* [EXCERPT TO READ]
In this project, we investigate whether machine learning models can reliably distinguish between real and AI-generated face images using a limited dataset of 1800 images. We apply ResNet50 and conduct three phases of training: freezing the base model, full fine-tuning, and regularized partial fine-tuning. Our final model, which unfreezes the top 30 layers and incorporates dropout, L2 regularization, and early stopping, achieves a validation accuracy of 97.5%, performing competitively with existing models trained on significantly larger datasets. We further employ Vision Transformers on our dataset, attaining a perfect classification accuracy of 100%, as evidenced by the results of our confusion matrix analysis. These results demonstrate the viability of using transfer learning for AI-generated image detection even under constrained data settings.

## Introduction

In today's digital age, AI-generated face images have become increasingly realistic and accessible. Synthetic faces are now frequently exploited for malicious purposes, including online scams, fake identities, and the spread of misleading iinformation on social media.

This project addresses the growing concerns about AI-generated faces by applying machine learning methods to systematically distinguish real human faces from AI-generated ones. Solving this problem is crucial for maintaining authenticity in applications such as social platforms, hiring processes, and biometric verification systems. By enhancing our ability to detect AI-generated images, we contribute to protecting individuals’ personal, financial, and even emotional security. Furthermore, this study provides an opportunity to compare the performance of different deep learning architectures, specifically ResNet50 and Vision Transformers. This comparative analysis could offer practical insights into building more robust and generalizable detection systems.

(Dataset entries)

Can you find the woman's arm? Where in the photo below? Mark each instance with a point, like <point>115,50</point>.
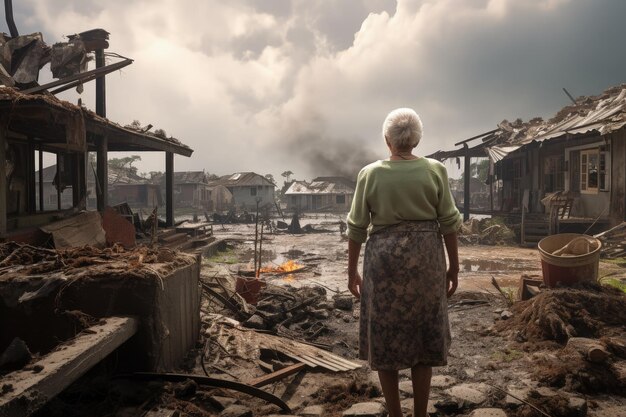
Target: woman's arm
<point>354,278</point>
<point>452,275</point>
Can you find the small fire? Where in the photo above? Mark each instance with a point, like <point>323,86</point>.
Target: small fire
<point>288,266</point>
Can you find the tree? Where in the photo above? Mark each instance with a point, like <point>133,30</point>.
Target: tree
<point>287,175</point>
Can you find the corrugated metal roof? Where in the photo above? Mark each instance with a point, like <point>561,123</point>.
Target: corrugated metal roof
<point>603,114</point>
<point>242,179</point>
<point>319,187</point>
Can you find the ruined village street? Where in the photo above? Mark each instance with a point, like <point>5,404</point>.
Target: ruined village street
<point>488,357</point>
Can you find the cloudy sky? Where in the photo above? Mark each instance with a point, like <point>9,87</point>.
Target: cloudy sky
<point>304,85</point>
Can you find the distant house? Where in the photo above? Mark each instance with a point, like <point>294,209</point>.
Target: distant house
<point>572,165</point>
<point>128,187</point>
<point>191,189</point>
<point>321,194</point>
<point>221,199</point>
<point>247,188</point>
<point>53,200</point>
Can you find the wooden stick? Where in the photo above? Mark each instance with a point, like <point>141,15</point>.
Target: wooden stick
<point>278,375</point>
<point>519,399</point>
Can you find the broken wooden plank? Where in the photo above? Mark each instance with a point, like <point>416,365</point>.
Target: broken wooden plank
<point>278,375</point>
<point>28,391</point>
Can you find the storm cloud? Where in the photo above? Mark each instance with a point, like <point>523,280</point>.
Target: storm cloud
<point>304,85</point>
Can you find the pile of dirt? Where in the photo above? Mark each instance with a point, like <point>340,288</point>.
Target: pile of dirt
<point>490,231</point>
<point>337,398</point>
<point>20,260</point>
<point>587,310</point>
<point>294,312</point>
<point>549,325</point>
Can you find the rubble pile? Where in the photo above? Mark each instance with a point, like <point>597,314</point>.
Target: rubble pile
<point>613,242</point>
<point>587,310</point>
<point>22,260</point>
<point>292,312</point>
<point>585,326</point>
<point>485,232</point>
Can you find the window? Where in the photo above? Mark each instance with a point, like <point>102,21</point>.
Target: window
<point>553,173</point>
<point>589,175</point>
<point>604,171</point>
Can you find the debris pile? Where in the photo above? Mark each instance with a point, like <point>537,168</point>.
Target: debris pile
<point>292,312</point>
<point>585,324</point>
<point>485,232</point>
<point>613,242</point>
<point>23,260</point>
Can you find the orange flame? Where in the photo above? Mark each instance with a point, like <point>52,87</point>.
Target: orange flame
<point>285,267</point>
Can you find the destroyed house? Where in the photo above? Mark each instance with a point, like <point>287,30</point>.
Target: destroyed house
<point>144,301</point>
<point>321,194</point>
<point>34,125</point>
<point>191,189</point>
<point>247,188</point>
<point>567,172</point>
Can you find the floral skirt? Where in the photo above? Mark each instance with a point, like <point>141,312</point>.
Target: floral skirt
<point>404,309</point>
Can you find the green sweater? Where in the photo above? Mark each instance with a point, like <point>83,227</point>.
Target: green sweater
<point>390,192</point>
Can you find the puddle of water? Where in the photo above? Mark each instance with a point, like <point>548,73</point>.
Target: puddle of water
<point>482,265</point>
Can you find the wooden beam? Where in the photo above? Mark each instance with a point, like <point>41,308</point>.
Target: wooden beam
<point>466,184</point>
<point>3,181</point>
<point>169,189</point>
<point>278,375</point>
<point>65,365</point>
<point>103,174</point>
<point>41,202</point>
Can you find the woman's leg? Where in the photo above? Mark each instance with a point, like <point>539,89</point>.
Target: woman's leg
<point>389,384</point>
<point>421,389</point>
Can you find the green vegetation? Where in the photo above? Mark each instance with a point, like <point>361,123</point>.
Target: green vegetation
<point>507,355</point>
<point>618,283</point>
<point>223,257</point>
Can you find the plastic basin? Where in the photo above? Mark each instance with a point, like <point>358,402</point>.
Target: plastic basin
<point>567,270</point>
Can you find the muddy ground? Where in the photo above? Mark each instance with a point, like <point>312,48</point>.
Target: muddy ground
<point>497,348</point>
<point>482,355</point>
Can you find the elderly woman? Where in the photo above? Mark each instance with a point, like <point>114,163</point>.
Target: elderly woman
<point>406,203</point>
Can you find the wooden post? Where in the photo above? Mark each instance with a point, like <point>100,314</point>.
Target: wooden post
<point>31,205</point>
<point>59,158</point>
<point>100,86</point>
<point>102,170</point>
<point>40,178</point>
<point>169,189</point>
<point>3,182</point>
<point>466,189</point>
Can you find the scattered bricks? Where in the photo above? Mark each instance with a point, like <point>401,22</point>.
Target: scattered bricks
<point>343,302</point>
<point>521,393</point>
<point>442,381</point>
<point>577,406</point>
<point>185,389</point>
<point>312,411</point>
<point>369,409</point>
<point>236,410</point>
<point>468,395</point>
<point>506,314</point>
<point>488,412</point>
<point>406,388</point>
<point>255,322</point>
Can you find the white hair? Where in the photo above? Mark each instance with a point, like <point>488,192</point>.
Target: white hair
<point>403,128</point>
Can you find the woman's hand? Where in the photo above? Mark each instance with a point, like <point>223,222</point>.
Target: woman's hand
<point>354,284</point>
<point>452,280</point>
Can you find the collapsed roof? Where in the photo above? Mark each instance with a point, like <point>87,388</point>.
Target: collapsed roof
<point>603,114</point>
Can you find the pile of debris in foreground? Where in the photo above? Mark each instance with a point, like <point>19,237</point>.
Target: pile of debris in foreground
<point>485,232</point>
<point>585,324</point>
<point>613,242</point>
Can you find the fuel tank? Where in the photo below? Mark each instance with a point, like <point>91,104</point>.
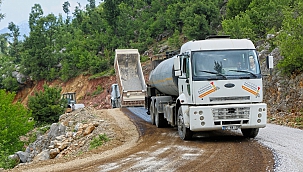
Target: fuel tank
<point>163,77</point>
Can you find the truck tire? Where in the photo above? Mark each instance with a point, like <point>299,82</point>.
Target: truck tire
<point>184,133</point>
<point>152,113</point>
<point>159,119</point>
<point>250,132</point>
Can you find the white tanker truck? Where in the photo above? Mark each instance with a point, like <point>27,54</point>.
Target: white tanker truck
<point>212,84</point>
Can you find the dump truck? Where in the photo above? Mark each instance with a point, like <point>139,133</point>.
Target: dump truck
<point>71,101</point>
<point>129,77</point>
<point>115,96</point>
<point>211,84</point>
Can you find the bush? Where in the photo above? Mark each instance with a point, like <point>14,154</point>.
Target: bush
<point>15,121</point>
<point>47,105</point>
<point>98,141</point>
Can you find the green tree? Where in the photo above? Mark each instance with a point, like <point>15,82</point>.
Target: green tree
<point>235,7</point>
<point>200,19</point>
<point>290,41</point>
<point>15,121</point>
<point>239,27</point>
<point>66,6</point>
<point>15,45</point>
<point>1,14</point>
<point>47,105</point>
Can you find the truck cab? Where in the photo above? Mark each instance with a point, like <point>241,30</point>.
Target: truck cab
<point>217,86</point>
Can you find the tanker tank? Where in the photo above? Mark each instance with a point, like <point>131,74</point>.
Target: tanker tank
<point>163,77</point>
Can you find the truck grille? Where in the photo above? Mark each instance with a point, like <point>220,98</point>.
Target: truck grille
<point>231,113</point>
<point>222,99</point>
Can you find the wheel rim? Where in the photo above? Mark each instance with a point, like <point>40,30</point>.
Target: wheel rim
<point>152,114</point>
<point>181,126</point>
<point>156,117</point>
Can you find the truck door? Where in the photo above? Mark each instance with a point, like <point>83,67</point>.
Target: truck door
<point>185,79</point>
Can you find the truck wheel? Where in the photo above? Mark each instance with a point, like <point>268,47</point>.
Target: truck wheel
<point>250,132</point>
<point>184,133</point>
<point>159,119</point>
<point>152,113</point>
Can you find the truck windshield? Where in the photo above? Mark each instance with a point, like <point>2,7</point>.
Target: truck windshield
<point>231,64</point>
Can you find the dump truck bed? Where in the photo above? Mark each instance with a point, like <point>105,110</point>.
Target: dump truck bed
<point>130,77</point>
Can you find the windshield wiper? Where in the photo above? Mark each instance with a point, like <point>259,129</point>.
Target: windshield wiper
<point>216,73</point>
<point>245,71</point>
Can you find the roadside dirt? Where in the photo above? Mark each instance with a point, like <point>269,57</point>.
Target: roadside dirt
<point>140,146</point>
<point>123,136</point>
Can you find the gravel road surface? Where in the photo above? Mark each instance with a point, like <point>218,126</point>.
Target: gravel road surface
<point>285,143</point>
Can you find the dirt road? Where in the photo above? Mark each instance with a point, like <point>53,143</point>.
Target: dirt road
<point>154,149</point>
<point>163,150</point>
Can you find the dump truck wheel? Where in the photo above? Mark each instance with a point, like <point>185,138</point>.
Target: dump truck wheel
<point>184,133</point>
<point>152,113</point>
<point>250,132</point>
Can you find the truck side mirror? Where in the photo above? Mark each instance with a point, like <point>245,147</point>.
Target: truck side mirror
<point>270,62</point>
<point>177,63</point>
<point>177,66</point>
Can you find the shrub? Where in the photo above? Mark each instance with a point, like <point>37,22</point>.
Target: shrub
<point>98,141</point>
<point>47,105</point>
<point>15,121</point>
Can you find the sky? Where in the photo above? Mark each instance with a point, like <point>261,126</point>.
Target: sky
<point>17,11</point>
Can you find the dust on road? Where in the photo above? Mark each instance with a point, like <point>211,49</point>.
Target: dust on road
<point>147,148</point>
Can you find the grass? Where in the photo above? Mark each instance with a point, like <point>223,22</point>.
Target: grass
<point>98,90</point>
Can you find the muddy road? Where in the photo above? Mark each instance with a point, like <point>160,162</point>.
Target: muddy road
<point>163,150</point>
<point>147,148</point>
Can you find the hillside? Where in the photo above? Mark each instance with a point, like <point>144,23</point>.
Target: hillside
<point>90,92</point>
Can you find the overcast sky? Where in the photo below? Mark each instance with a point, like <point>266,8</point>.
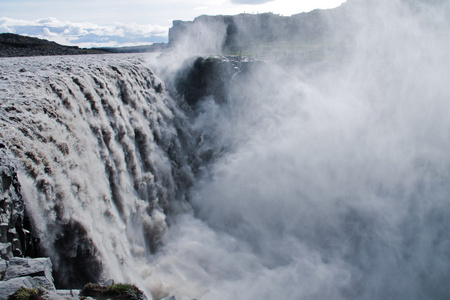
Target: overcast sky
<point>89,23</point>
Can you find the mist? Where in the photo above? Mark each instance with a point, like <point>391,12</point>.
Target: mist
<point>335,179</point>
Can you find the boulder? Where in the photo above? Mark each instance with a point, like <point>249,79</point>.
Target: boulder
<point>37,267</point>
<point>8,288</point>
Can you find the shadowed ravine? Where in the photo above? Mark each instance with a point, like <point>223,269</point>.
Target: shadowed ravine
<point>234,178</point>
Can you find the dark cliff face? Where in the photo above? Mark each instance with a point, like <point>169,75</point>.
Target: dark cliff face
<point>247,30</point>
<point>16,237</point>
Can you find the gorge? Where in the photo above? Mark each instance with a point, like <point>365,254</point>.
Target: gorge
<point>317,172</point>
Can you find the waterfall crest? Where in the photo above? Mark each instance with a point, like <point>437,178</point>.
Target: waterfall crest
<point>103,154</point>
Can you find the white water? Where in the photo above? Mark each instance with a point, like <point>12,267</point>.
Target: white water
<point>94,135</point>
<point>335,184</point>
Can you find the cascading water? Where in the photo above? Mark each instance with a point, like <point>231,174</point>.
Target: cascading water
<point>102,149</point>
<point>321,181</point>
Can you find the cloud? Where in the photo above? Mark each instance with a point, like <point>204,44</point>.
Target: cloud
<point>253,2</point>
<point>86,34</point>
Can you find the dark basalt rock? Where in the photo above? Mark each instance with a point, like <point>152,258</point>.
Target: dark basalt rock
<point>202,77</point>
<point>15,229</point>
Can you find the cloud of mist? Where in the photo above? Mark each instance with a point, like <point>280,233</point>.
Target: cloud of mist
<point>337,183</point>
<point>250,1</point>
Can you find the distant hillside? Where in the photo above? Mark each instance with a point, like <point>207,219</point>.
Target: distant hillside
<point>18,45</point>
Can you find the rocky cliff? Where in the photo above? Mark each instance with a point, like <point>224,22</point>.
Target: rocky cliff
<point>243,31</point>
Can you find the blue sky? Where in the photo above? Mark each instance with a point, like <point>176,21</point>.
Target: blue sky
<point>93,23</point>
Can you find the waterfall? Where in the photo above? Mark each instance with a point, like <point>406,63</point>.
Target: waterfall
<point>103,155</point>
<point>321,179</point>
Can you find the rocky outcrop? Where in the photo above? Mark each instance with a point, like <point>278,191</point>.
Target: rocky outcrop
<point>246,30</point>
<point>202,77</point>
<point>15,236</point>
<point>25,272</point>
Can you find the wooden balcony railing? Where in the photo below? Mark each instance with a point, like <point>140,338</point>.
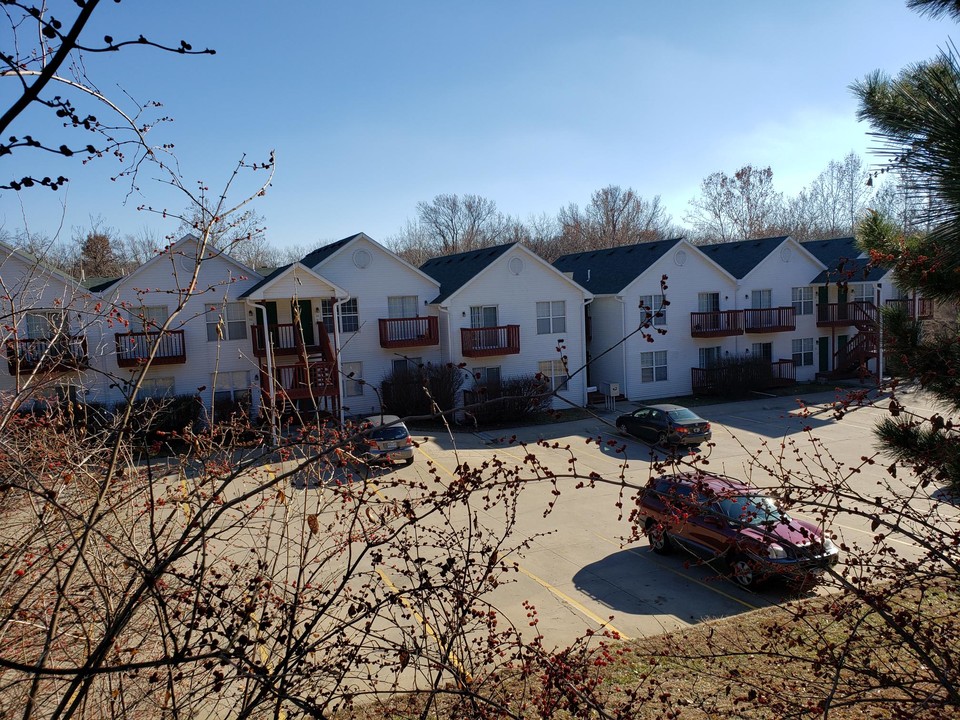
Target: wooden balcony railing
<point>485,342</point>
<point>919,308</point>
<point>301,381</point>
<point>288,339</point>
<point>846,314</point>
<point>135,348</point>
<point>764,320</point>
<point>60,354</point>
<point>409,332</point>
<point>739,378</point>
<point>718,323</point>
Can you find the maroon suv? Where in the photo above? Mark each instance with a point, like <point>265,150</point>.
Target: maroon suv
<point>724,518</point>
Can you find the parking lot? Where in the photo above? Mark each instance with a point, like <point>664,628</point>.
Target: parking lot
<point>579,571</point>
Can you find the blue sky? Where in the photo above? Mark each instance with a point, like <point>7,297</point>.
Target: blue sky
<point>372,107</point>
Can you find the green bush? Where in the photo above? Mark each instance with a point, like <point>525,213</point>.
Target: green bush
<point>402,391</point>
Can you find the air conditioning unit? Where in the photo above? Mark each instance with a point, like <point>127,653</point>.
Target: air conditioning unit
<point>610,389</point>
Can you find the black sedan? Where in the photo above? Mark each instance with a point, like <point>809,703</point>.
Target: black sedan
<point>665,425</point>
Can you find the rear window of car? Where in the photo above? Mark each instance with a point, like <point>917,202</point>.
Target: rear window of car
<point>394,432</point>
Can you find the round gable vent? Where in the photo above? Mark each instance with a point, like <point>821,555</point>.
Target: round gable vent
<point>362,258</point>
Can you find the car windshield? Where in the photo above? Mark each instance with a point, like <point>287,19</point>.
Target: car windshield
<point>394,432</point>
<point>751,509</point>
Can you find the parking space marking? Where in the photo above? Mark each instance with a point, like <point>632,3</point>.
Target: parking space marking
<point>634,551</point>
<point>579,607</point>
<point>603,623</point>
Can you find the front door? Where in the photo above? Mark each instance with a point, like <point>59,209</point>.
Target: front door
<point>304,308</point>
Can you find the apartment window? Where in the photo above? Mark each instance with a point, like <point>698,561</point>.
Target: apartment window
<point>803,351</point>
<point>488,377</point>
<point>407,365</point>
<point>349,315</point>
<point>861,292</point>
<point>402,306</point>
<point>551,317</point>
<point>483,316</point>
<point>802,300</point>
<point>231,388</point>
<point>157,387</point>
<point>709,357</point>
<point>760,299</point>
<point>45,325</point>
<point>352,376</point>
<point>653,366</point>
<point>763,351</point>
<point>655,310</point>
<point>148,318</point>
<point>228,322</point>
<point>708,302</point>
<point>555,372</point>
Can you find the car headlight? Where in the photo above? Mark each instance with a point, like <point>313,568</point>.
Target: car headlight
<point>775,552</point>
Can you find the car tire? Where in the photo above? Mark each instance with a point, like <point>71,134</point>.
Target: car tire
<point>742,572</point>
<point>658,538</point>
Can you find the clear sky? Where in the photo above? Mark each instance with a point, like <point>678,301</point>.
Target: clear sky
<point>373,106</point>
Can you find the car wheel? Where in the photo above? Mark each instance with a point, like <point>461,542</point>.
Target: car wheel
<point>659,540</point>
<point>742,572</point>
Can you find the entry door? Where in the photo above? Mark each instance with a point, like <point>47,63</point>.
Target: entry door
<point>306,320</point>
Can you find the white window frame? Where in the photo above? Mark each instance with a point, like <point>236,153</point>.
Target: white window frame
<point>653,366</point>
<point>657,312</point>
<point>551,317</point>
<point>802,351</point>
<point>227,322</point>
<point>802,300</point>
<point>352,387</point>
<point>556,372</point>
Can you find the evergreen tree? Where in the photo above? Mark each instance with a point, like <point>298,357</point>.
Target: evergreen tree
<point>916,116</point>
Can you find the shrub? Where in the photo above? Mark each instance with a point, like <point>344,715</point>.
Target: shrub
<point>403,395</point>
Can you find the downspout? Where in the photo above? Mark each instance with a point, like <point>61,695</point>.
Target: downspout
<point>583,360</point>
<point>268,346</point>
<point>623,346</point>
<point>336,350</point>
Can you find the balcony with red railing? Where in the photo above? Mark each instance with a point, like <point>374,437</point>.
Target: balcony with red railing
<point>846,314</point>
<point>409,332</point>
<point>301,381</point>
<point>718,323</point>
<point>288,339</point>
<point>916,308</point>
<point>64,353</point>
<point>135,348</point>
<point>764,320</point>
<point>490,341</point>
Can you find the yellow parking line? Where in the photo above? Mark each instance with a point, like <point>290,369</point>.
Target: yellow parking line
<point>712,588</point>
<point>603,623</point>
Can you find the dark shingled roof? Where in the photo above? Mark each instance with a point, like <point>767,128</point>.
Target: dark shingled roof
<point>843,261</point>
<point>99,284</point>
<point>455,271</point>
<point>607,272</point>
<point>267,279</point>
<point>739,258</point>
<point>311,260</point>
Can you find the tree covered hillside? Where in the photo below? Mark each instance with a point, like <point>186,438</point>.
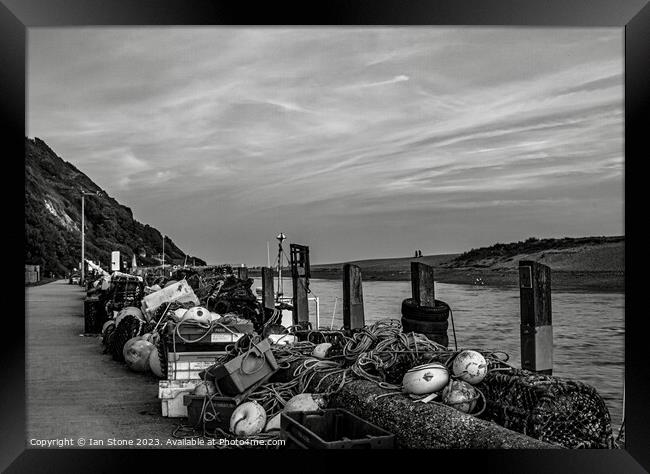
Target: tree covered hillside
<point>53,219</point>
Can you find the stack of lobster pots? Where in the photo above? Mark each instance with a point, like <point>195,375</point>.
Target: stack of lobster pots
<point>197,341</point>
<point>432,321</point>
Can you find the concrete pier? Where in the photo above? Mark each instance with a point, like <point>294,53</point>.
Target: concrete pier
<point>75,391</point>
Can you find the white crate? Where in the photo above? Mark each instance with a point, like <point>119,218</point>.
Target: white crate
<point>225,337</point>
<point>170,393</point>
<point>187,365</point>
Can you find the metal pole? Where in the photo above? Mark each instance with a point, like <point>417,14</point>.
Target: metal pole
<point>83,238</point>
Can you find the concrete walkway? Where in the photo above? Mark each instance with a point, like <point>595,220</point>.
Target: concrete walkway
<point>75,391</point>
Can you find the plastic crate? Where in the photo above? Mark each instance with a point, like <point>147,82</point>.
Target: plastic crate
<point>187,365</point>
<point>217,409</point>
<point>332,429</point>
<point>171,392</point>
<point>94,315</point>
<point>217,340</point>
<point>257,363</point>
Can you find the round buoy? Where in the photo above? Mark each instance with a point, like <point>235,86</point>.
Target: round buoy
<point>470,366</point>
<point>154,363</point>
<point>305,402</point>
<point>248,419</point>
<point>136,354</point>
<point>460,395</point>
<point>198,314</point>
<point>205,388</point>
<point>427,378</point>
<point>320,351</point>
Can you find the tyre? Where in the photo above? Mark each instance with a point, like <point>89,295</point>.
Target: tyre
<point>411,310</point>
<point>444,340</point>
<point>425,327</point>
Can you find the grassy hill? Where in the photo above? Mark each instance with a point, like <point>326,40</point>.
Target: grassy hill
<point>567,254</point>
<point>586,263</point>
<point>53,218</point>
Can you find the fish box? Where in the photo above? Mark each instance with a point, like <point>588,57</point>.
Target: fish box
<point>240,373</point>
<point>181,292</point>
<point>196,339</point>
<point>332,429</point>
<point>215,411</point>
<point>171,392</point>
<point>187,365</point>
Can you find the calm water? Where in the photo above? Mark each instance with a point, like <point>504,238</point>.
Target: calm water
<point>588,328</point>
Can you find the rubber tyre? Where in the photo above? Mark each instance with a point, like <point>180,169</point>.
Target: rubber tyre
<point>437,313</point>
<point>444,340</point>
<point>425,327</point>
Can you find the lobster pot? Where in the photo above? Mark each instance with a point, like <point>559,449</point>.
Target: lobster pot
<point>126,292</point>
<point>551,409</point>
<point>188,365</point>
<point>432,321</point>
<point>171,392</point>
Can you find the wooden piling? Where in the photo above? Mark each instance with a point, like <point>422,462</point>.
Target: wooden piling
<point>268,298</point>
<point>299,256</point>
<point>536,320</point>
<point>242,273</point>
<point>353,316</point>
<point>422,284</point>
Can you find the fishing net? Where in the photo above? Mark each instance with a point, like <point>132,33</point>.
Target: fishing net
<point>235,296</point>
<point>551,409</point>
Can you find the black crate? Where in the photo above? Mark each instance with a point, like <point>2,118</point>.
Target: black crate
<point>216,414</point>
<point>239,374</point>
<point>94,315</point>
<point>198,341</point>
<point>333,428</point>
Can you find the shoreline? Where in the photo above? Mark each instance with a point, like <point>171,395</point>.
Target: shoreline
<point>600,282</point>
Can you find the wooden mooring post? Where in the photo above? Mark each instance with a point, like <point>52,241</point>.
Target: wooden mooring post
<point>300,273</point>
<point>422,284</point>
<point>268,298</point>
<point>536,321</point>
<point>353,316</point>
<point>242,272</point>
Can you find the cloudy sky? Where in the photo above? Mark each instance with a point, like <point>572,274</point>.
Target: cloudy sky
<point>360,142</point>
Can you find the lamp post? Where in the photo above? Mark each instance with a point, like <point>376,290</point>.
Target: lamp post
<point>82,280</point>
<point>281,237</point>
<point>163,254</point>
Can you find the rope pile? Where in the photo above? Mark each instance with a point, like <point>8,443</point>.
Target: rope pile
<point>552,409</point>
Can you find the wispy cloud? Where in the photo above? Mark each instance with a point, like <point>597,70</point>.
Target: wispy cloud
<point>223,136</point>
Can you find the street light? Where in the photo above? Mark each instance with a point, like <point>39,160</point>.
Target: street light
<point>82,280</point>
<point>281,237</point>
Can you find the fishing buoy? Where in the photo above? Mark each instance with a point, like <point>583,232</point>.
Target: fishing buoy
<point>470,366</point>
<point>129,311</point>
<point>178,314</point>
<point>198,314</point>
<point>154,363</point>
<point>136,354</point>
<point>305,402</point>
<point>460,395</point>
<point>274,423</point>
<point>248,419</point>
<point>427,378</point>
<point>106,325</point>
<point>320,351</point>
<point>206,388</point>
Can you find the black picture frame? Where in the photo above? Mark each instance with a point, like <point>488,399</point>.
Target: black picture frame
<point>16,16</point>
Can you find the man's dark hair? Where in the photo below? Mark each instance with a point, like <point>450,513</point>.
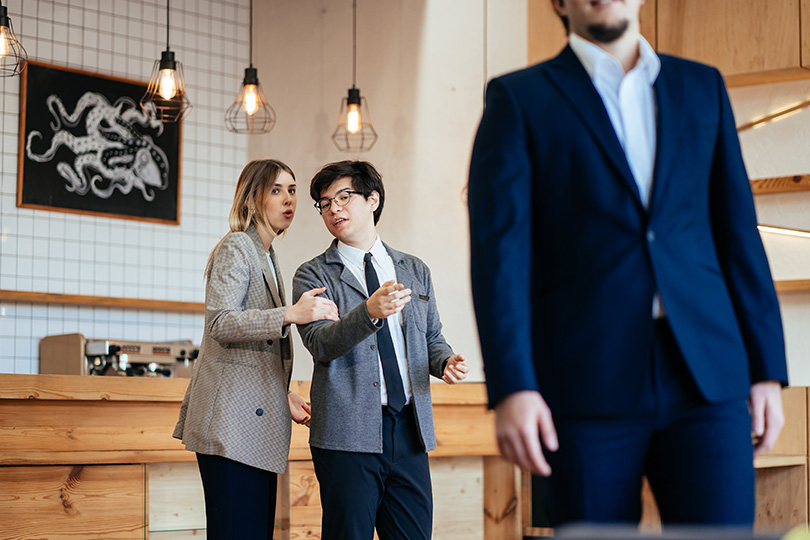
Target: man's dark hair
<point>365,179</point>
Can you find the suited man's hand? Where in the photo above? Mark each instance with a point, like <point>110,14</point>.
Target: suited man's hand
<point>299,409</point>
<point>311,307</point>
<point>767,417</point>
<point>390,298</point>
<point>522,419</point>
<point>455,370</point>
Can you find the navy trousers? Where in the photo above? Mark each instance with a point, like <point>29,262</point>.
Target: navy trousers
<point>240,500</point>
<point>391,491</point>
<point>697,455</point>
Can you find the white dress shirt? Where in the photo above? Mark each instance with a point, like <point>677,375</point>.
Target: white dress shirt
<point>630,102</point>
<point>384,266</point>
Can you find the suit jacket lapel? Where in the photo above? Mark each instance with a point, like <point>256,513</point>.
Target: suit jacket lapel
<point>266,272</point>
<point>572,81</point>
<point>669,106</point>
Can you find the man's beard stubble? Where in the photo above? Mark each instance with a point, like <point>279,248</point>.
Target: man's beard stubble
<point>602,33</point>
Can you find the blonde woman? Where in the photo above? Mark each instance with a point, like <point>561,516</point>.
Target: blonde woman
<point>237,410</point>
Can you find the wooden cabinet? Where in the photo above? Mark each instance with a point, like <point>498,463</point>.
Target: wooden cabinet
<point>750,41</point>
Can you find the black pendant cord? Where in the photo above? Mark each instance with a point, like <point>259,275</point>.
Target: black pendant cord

* [AIM 1] Name every training phase that the text on spotting AI-generated faces says was run with ResNet50.
* [AIM 2] Pick up the text on spotting AI-generated faces after its final sentence and keep writing.
These records come from a different source than the text.

* [EXERCISE RESPONSE 1] Freezing the base model, full fine-tuning, and regularized partial fine-tuning.

* [EXERCISE RESPONSE 2]
To solve this problem, we first thought of convolutional neural networks (CNNs), ResNet-50, and Vision Transformers (ViT). While CNNs are well known for their ability to extract local features, we soon realized that they are limited when it comes to modeling complex structures and capturing long-range dependencies. This made them less suitable for our task, which requires not only detecting subtle local details but also understanding the global structure of an image.

Then we decided to focus on comparing ResNet-50 and Vision Transformers. ResNet-50, as shown in previous studies like Keswani (2023), effectively captures fine-grained local features, which could help identify semantic differences between real and generated images. On the other hand, ViT is designed to capture global structure and long-range relationships. According to Malviya et al. (2025), ViT-based models have achieved state-of-the-art performance in detecting AI-generated images, especially from powerful generators such as Stable Diffusion and DALL·E 3.

In our experiments, both models worked reasonably well. However, Vision Transformers slightly outperformed ResNet-50, likely because they can better capture global context — an important factor in distinguishing AI-generated images that may look realistic locally but unnatural globally.

The key components of our approach include dataset preparation, model training, evaluation, and analysis. After running both models separately and comparing their performance, we found that while both have their strengths, ViT showed a marginal advantage. Nevertheless, a limitation of our study is the relatively small sample size, and future work with larger datasets may provide deeper insights.

## Vision Transformer Setup


**Dataset Selection and Preparation:**
We began by selecting the 130k Real vs. Fake Face dataset from Kaggle, which contains a large collection of labeled images, including both real photographs and fake images generated by artificial intelligence models. Due to the constraints of our computational resources, we selected a balanced subset of approximately 1,800 images—consisting of ~900 real and ~900 fake samples. This subset was chosen to maintain a diverse representation of image types while keeping the training process computationally manageable.

**Environment Setup:**
The project environment was configured in Google Colab, leveraging its GPU capabilities to accelerate training. We uploaded the cleaned dataset to Google Drive and ensured that the directory structure matched the requirements of Keras data pipelines. Specifically, separate folders were created for each class (“real” and “fake”), which is critical for Keras’ ImageDataGenerator to automatically label the images during data loading. This step streamlined the data ingestion process and helped avoid manual labeling errors.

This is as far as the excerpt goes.